Data section:

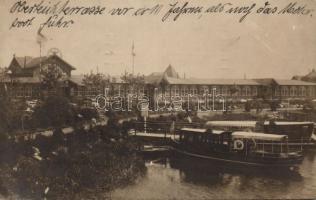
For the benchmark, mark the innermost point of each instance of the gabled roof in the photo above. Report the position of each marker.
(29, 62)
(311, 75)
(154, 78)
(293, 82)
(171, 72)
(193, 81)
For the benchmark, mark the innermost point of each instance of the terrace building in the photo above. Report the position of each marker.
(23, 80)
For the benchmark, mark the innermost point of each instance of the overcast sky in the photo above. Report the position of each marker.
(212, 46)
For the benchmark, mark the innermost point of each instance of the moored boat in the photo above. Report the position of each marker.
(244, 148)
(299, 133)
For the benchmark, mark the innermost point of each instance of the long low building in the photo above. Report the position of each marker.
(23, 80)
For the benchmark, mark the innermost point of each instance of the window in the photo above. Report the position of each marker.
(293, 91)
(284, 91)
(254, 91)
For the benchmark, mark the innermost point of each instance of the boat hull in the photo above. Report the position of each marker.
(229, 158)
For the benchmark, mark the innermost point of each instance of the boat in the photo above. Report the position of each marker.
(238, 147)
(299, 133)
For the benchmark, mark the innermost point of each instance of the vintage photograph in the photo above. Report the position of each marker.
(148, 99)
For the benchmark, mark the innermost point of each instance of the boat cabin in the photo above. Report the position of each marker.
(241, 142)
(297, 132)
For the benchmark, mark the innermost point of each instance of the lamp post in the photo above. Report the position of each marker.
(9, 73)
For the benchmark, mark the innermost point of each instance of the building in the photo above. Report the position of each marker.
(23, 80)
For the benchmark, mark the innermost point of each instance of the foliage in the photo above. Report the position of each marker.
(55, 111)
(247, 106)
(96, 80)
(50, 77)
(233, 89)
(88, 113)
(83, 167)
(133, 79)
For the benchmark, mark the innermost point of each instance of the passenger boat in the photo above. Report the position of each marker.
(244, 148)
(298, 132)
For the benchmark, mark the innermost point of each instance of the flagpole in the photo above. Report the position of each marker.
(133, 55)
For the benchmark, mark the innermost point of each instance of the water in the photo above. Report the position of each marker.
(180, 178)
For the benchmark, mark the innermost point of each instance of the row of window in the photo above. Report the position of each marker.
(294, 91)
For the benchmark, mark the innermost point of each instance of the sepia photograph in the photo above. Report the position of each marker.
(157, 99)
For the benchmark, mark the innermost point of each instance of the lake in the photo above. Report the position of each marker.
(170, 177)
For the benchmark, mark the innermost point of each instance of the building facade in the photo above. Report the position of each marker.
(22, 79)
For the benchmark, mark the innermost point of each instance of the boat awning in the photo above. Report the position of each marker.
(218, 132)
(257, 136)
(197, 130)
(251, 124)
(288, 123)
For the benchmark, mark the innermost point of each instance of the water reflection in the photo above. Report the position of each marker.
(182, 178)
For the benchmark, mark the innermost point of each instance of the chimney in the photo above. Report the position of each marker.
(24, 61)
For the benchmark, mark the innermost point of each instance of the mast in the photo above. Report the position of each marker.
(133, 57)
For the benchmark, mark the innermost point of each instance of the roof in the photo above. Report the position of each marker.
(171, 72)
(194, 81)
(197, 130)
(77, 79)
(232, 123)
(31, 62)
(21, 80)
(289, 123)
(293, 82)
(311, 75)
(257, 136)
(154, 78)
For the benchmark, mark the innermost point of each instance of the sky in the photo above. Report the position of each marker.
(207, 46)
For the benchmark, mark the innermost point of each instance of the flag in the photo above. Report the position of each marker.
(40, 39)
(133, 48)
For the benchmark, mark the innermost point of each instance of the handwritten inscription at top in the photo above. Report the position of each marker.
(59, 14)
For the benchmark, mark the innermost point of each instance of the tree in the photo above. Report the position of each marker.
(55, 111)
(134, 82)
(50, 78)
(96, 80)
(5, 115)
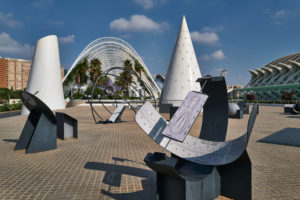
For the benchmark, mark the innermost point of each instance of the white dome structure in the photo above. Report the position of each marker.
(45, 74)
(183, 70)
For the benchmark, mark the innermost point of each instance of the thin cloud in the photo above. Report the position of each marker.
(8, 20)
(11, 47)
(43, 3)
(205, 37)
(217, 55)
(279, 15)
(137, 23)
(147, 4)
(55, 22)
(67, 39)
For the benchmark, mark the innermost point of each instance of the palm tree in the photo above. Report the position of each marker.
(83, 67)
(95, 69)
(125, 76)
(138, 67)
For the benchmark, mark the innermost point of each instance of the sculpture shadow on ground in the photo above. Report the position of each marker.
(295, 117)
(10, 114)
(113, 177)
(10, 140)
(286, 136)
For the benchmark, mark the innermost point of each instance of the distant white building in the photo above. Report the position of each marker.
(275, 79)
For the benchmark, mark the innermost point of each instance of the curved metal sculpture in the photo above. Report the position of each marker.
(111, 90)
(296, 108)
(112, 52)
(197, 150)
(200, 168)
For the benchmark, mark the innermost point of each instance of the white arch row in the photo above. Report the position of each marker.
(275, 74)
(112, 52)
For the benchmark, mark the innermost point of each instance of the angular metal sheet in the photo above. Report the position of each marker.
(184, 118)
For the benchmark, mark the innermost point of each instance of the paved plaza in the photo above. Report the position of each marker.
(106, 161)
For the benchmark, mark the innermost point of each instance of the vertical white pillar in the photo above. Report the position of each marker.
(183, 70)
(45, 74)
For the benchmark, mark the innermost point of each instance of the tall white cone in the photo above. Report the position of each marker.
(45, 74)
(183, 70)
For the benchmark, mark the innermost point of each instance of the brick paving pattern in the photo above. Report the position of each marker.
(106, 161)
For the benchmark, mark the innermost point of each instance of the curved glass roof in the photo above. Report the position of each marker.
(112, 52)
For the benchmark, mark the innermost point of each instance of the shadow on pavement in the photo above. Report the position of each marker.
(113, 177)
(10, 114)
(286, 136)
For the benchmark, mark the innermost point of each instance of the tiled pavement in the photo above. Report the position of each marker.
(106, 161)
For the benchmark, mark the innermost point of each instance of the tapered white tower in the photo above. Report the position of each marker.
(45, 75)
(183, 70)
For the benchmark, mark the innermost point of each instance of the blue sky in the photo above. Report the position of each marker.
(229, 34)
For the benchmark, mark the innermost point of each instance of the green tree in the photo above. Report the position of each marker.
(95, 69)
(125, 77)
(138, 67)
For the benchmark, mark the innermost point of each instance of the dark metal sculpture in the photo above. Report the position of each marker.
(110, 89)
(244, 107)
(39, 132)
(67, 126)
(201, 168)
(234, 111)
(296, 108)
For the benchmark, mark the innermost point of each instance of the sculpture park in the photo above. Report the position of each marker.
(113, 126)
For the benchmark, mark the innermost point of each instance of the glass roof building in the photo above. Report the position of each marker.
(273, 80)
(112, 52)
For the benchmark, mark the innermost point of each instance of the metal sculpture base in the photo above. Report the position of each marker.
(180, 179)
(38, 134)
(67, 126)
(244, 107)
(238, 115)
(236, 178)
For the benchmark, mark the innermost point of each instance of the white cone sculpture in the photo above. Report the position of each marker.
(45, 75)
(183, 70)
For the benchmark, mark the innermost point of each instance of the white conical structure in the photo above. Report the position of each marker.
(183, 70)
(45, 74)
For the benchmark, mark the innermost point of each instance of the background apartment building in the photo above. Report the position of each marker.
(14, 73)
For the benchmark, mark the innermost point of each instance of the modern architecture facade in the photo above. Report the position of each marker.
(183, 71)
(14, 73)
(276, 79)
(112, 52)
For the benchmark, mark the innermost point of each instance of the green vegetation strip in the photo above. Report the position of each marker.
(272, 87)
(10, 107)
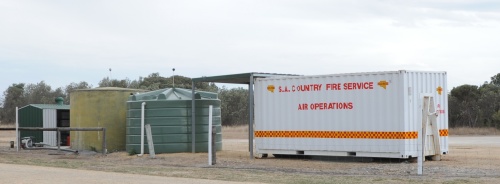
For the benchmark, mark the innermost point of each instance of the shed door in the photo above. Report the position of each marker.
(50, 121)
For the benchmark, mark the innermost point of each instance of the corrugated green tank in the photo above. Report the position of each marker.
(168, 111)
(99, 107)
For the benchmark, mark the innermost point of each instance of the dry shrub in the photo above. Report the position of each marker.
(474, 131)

---

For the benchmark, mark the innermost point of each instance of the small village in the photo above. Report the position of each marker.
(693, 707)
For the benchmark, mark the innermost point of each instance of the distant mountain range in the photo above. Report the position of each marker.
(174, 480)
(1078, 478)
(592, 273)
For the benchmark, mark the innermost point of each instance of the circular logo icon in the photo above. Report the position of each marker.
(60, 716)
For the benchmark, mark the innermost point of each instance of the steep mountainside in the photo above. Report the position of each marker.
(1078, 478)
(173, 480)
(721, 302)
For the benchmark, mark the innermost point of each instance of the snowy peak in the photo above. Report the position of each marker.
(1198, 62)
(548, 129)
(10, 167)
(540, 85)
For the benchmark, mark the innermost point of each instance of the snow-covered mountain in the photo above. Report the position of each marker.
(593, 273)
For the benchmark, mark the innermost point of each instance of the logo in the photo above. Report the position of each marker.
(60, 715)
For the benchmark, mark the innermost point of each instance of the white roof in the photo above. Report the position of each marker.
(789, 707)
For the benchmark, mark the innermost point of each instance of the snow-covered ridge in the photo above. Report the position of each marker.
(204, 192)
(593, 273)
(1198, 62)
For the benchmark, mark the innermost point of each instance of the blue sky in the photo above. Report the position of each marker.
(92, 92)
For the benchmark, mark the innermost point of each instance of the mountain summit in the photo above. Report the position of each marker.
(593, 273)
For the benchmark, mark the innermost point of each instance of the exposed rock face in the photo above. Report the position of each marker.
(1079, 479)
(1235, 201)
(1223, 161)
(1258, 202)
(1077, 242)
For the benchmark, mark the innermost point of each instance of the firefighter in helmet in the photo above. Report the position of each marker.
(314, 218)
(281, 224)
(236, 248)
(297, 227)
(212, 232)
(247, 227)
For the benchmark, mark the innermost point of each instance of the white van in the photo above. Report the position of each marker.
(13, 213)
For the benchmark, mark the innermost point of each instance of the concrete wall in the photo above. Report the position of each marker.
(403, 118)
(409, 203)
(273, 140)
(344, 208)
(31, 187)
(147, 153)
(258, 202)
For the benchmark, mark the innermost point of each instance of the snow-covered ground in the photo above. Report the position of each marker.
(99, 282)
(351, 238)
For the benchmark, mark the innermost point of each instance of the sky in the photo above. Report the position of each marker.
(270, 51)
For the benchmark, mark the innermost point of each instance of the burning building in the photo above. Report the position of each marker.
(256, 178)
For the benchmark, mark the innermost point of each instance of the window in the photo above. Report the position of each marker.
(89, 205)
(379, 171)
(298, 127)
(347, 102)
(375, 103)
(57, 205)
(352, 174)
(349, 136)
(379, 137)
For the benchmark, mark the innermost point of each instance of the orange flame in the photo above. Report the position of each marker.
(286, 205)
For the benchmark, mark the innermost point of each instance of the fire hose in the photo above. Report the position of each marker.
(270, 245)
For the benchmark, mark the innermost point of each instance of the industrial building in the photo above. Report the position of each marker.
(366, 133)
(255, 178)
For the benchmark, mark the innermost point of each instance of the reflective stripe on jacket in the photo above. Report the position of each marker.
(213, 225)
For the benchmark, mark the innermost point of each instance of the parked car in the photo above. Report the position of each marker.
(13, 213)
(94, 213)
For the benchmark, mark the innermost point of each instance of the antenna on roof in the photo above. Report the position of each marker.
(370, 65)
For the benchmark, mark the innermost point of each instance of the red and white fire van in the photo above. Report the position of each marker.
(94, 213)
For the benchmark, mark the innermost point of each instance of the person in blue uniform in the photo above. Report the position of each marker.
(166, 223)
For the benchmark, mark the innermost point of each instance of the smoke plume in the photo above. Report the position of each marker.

==

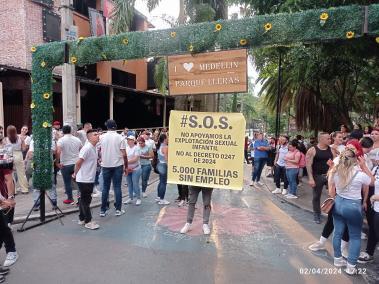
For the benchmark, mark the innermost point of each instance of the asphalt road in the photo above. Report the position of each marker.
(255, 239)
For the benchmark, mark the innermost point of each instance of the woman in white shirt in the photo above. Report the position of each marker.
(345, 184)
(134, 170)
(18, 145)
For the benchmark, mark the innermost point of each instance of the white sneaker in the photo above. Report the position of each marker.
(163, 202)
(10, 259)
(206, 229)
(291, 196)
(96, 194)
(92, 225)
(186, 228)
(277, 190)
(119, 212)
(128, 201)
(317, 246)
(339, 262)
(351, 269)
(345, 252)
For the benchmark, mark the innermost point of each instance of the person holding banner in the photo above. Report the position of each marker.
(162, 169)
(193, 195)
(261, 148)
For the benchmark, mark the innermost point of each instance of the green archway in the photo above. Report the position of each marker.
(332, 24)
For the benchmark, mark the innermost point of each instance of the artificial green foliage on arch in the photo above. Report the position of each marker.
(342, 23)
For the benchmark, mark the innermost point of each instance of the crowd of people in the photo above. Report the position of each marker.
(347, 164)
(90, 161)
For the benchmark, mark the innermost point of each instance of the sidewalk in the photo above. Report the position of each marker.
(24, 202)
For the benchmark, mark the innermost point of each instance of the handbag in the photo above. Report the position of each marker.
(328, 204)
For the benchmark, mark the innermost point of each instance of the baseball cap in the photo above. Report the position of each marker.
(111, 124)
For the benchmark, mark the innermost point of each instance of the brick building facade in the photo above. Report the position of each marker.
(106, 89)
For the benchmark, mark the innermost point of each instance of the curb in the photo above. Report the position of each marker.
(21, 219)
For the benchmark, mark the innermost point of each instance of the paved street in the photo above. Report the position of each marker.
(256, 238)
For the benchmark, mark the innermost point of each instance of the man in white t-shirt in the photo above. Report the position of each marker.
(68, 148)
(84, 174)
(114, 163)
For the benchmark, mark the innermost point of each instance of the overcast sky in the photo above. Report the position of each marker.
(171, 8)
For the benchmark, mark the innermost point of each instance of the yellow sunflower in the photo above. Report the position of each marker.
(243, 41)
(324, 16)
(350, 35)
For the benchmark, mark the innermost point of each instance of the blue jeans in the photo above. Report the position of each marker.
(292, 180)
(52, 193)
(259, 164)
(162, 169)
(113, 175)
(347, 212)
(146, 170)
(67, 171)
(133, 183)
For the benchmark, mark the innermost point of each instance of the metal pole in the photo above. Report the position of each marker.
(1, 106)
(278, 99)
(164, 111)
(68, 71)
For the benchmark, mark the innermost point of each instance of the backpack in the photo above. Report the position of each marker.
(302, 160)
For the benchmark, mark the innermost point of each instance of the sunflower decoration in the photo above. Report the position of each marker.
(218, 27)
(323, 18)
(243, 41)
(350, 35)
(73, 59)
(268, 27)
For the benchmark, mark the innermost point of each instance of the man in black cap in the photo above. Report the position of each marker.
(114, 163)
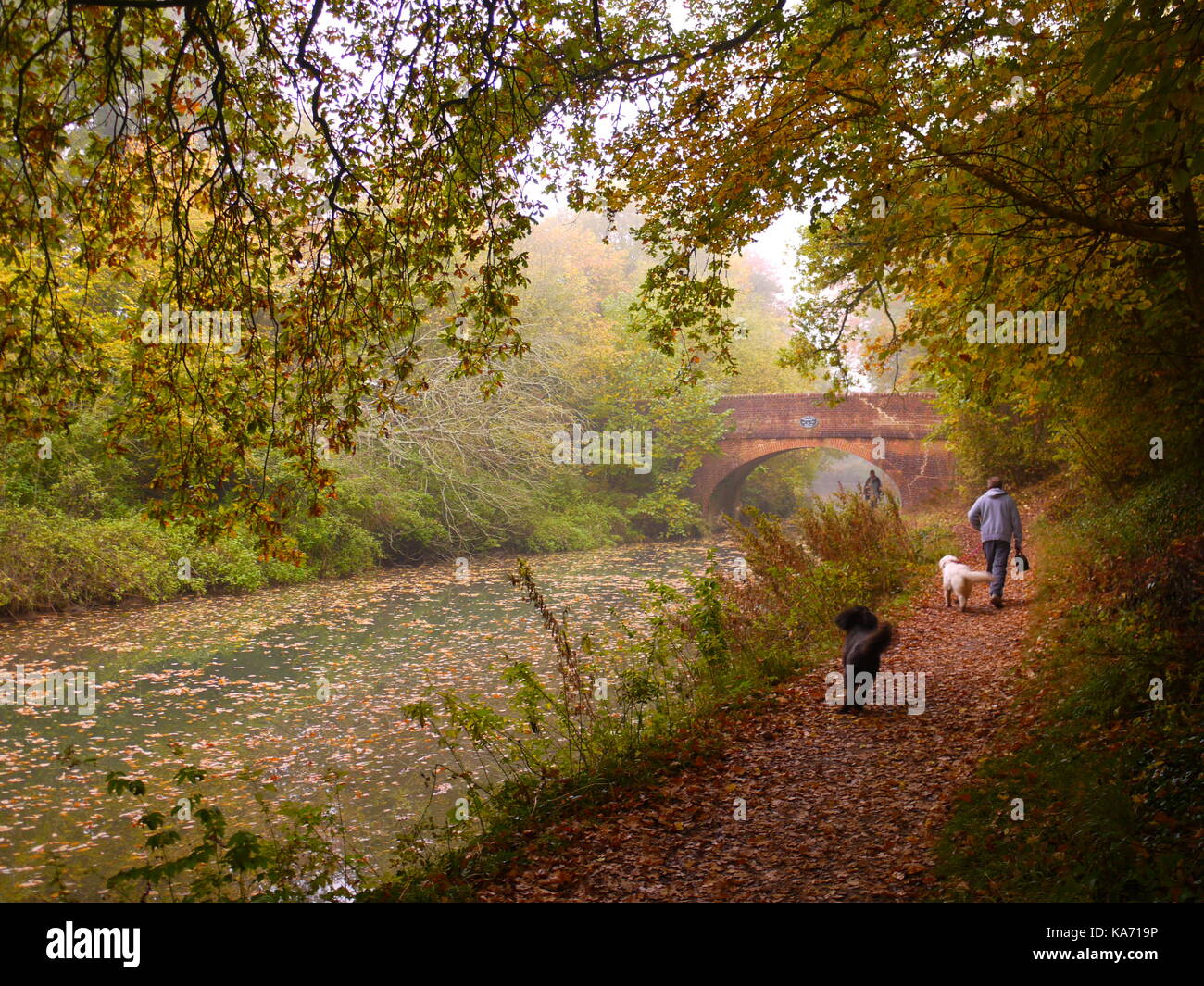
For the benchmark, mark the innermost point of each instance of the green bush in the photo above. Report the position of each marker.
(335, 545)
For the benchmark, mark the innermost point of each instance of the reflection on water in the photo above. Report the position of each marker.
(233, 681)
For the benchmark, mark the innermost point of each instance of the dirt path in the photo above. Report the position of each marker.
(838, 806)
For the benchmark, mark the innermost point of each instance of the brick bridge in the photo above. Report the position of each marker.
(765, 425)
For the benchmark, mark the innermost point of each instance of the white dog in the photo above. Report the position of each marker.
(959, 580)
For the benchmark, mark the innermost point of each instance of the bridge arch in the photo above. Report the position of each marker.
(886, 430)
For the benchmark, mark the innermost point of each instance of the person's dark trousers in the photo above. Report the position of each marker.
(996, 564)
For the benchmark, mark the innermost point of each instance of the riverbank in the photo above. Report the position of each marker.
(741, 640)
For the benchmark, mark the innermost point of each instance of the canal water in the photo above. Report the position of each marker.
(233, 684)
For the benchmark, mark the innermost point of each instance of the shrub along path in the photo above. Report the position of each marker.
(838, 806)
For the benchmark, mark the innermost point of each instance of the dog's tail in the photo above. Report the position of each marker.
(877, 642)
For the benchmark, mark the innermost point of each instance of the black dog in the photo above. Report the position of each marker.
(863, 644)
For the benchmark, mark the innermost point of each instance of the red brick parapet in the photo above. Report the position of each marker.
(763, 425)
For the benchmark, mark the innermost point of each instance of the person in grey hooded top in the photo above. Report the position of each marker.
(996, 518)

What is asked:
Return each line of the items above that contains the word “curved”.

Final result:
For the benchmark, mark the innermost point of each instance of the curved metal sculpture in the photo above. Report the position of each marker.
For the benchmark, mark the innermost point of each instance of the curved glass roof in the photo above. Report the position of each marker.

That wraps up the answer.